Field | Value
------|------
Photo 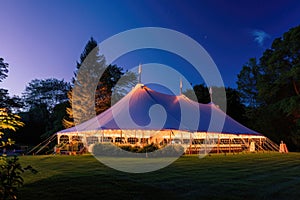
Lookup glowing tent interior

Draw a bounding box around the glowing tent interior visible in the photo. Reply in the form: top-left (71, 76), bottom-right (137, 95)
top-left (57, 84), bottom-right (278, 153)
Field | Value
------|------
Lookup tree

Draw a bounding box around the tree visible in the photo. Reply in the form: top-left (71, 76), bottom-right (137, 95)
top-left (0, 58), bottom-right (24, 147)
top-left (23, 78), bottom-right (71, 112)
top-left (63, 38), bottom-right (137, 128)
top-left (237, 58), bottom-right (259, 107)
top-left (257, 26), bottom-right (300, 149)
top-left (0, 108), bottom-right (24, 147)
top-left (237, 26), bottom-right (300, 150)
top-left (0, 58), bottom-right (8, 82)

- [WORK TO COMPLETE]:
Copy all of the records above, requests included, and multiply each bounding-box corner coordinate in the answers by 2.6, rounding to the nearest whole number with halves rounded up. Leave the numbers in the requests and their sample reply format as they are, and omit the pictures.

- [ANSWER TO THE PROBLEM]:
Field | Value
------|------
Photo 
Lookup glowing tent interior

Draw a bounding box around the glowing tent interior visible in the photo. Reply in the form: top-left (71, 76), bottom-right (137, 95)
top-left (148, 218), bottom-right (723, 398)
Field | Value
------|------
Lookup tree

Draw a bounding box around the tree visible in the photo. Reply in the form: top-left (71, 76), bottom-right (137, 95)
top-left (0, 151), bottom-right (62, 382)
top-left (60, 203), bottom-right (185, 291)
top-left (164, 99), bottom-right (356, 333)
top-left (616, 151), bottom-right (673, 278)
top-left (668, 68), bottom-right (780, 387)
top-left (0, 281), bottom-right (62, 382)
top-left (616, 68), bottom-right (780, 390)
top-left (0, 151), bottom-right (21, 213)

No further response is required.